*TASK INSTRUCTIONS*. Write the data out again exactly, with no pictures.

(Entries from a point annotation set)
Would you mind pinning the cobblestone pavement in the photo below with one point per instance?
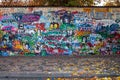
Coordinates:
(62, 66)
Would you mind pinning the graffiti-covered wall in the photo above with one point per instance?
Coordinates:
(59, 31)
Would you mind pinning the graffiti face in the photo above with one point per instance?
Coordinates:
(58, 32)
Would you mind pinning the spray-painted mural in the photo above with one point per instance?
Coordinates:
(59, 32)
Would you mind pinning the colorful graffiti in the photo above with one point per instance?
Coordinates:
(58, 32)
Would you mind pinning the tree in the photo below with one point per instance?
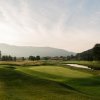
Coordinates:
(96, 52)
(31, 58)
(37, 57)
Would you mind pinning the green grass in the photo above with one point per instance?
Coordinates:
(47, 83)
(92, 64)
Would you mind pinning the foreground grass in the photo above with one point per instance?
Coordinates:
(47, 83)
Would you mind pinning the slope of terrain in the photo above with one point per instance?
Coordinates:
(47, 83)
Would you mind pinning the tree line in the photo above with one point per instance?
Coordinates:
(11, 58)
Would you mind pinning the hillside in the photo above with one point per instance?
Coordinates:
(25, 51)
(91, 54)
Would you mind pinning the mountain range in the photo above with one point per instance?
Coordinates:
(26, 51)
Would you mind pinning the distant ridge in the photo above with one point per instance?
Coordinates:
(91, 54)
(25, 51)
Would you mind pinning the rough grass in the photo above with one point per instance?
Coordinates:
(92, 64)
(47, 83)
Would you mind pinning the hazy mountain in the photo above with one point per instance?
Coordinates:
(91, 54)
(25, 51)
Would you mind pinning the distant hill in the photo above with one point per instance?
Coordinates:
(91, 54)
(26, 51)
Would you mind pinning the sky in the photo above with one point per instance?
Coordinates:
(73, 25)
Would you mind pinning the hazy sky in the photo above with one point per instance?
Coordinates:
(73, 25)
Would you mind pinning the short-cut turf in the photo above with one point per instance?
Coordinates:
(47, 83)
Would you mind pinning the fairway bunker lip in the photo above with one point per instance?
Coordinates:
(78, 66)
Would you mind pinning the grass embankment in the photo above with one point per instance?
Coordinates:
(91, 64)
(47, 83)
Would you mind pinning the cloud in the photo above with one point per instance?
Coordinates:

*REPLY TO THE EXERCISE*.
Would you mind pinning the cobblestone pavement in the photo below with one point per instance?
Coordinates:
(62, 66)
Would you mind pinning the graffiti-covered wall in the photo above with one point per instance?
Coordinates:
(59, 31)
Would you mind pinning the graffiti face in the photo above with one point per instance?
Coordinates:
(58, 32)
Would you mind pinning the spray-painted mural in the photo above with one point per instance?
Coordinates:
(59, 32)
Would you mind pinning the colorful graffiti in the photo above with one point per instance?
Coordinates:
(58, 32)
Would you mind pinning the tree in the photo below with one point per instance?
Coordinates:
(96, 52)
(31, 58)
(37, 57)
Would you mind pinning the green grass in the photo above with one point per instance?
Coordinates:
(47, 83)
(92, 64)
Would you mind pinning the foreground grass in the photo above with one point per instance?
Coordinates:
(47, 83)
Would you mind pinning the slope of terrain in the photo above with one point per instance?
Coordinates:
(47, 83)
Would you mind pinning the tree line in the photo above with one point per instance?
Coordinates:
(11, 58)
Would you mind pinning the hillside in the photo above with one point per instance?
Coordinates:
(25, 51)
(91, 54)
Would you mind pinning the mountain range in the photo above with one point per instance?
Coordinates:
(26, 51)
Would you mind pinning the distant ridge in the photo above with one point per instance?
Coordinates:
(91, 54)
(25, 51)
Would you mind pinning the rough grass in the photo above with one point per instance?
Coordinates:
(92, 64)
(47, 83)
Would you mind pinning the hazy mountain in the photo above with one point per instance?
Coordinates:
(91, 54)
(25, 51)
Would you mind pinning the distant hill in the photo above with one point per instance?
Coordinates:
(91, 54)
(26, 51)
Would you mind pinning the sky in the photo above with one point per instance?
Coordinates:
(73, 25)
Would you mind pinning the hazy sky in the photo above with one point per instance?
Coordinates:
(73, 25)
Would you mind pinning the short-cut turf in the photo above with one point per instance?
Coordinates:
(47, 83)
Would you mind pinning the fairway bunker lip in the photo above with one point per instance?
Coordinates:
(78, 66)
Would you mind pinning the grass embankment in the photo above with one point per instance?
Coordinates:
(91, 64)
(47, 83)
Would you mind pinning the cloud in the photo above with one point per instance?
Coordinates:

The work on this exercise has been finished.